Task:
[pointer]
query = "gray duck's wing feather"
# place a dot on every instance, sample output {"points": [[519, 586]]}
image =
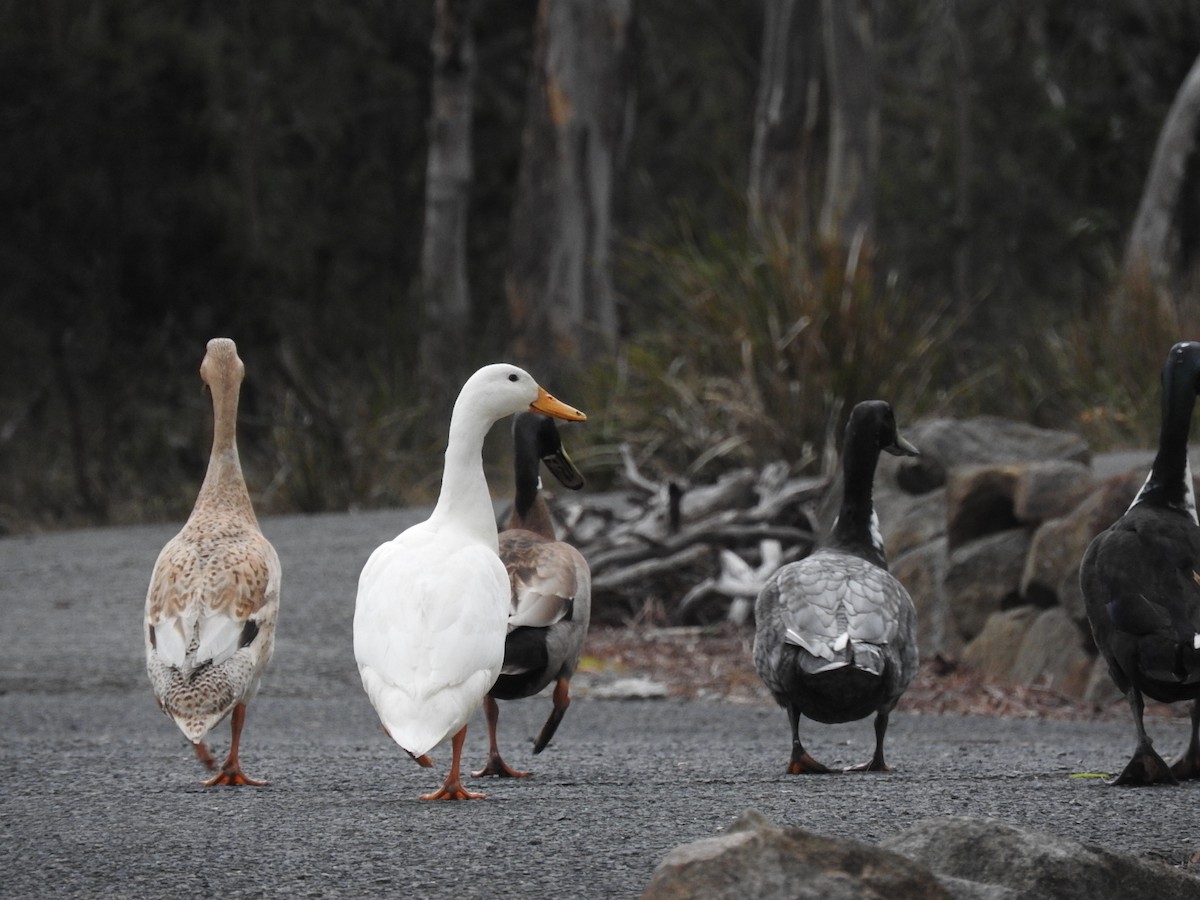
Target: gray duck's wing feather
{"points": [[840, 610]]}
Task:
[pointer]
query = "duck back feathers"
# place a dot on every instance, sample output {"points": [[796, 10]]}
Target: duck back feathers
{"points": [[835, 631], [214, 594], [1141, 576]]}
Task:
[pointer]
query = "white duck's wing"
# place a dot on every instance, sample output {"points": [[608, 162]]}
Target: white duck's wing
{"points": [[840, 610], [429, 634], [544, 576], [209, 624]]}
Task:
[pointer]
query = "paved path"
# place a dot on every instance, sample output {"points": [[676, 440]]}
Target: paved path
{"points": [[100, 797]]}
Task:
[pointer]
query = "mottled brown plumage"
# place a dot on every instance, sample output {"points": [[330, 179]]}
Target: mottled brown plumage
{"points": [[551, 591], [214, 595]]}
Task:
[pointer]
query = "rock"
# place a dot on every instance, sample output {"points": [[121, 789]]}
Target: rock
{"points": [[995, 649], [1036, 864], [910, 521], [983, 577], [1101, 688], [1053, 654], [979, 502], [1051, 489], [1059, 544], [629, 689], [755, 858], [923, 573], [948, 443]]}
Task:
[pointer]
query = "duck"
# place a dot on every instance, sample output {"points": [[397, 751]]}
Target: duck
{"points": [[432, 609], [835, 631], [551, 585], [214, 595], [1140, 580]]}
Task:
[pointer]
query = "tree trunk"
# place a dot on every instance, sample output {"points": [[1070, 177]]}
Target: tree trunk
{"points": [[559, 288], [445, 289], [783, 186], [847, 214], [1163, 240]]}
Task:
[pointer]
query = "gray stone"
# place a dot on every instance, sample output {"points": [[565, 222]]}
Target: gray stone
{"points": [[1037, 864], [755, 858], [910, 521], [979, 502], [948, 443], [1050, 489], [983, 577], [995, 649], [1059, 544], [923, 573]]}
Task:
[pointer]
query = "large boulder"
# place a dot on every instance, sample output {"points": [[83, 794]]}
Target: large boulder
{"points": [[1053, 654], [755, 858], [983, 577], [1050, 489], [1036, 864], [979, 502], [1051, 569], [994, 651], [948, 443]]}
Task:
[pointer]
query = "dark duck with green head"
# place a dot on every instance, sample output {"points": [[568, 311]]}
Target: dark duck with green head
{"points": [[835, 631], [1141, 583], [551, 589]]}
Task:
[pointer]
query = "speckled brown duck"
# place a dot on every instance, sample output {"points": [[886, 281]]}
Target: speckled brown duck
{"points": [[214, 595], [551, 589]]}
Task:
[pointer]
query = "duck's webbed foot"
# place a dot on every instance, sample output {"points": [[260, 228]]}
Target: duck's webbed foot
{"points": [[204, 756], [871, 765], [1188, 766], [804, 765], [496, 766], [1145, 768]]}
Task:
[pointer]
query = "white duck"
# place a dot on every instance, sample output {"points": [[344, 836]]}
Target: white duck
{"points": [[214, 595], [432, 607]]}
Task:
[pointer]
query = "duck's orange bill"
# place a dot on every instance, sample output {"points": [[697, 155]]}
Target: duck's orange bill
{"points": [[549, 405]]}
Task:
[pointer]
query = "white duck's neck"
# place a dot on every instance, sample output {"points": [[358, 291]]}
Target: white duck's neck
{"points": [[465, 499], [225, 486]]}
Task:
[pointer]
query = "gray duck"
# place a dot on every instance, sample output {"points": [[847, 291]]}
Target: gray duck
{"points": [[835, 633], [1141, 583]]}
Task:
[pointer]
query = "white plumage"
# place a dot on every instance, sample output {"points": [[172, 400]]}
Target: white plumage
{"points": [[432, 607]]}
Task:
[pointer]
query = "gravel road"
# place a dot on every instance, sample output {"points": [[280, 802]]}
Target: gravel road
{"points": [[100, 796]]}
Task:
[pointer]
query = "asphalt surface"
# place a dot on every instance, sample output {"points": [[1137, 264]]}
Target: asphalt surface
{"points": [[100, 795]]}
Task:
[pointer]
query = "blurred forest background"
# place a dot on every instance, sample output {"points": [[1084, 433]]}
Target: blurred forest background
{"points": [[713, 225]]}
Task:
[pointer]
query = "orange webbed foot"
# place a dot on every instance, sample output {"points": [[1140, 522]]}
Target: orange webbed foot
{"points": [[233, 778], [453, 792], [496, 766], [805, 765]]}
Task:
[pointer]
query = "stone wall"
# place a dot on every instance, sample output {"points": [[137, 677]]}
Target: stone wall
{"points": [[987, 531]]}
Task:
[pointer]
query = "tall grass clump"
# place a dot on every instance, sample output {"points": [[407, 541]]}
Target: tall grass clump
{"points": [[749, 349], [1104, 363]]}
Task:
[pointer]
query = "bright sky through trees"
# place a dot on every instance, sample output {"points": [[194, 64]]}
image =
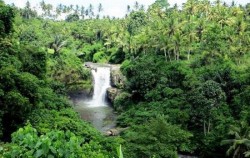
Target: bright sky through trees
{"points": [[112, 8]]}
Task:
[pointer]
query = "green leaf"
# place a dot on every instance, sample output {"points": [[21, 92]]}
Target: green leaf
{"points": [[39, 153]]}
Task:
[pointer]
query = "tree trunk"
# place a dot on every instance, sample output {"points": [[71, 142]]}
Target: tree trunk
{"points": [[165, 54], [188, 54], [169, 55]]}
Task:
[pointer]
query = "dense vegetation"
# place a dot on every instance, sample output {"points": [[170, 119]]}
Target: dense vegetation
{"points": [[187, 89]]}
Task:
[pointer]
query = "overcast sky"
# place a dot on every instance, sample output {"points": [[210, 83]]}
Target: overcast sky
{"points": [[115, 8]]}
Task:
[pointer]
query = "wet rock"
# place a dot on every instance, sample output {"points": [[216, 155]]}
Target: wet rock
{"points": [[117, 78], [115, 131], [112, 93]]}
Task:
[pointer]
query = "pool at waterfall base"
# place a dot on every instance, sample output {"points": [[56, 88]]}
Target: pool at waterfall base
{"points": [[97, 110]]}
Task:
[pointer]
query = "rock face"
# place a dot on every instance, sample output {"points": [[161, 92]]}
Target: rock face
{"points": [[117, 79], [112, 93], [117, 83]]}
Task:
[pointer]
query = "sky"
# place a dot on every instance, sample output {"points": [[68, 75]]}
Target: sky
{"points": [[116, 8]]}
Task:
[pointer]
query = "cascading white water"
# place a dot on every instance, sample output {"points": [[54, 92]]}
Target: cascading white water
{"points": [[101, 83]]}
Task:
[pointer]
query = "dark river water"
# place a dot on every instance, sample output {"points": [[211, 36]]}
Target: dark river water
{"points": [[97, 110]]}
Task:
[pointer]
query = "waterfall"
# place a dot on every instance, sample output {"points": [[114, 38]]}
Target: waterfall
{"points": [[101, 77]]}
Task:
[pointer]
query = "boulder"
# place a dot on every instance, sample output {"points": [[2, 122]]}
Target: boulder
{"points": [[117, 78], [112, 92]]}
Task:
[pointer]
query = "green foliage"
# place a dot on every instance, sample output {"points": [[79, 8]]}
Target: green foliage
{"points": [[6, 19], [100, 57], [156, 138], [27, 143]]}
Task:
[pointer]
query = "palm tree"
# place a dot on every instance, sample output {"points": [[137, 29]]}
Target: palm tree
{"points": [[57, 44], [100, 8], [128, 9], [137, 5], [240, 144]]}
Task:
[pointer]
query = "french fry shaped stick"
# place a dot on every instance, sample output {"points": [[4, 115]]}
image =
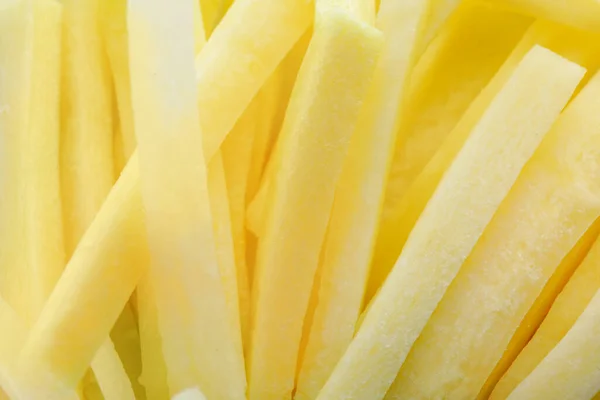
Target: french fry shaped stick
{"points": [[513, 261], [94, 287], [199, 344], [400, 216], [352, 226], [477, 181], [570, 371], [320, 119]]}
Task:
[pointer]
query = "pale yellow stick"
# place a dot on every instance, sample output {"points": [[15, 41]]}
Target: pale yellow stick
{"points": [[513, 262], [570, 371], [478, 180], [191, 291], [126, 339], [358, 194], [584, 14], [93, 288], [114, 29], [189, 394], [320, 120], [452, 72], [87, 170], [399, 216], [154, 370]]}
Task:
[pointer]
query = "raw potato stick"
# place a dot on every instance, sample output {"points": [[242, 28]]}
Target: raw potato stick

===============

Exercise instructions:
Locate every line in the entries above that contains the word "gray", and copy each of those lines.

Written response:
query = "gray duck's wing feather"
Target: gray duck's wing feather
query = "gray stone"
Target: gray stone
query = "gray duck"
Target: gray duck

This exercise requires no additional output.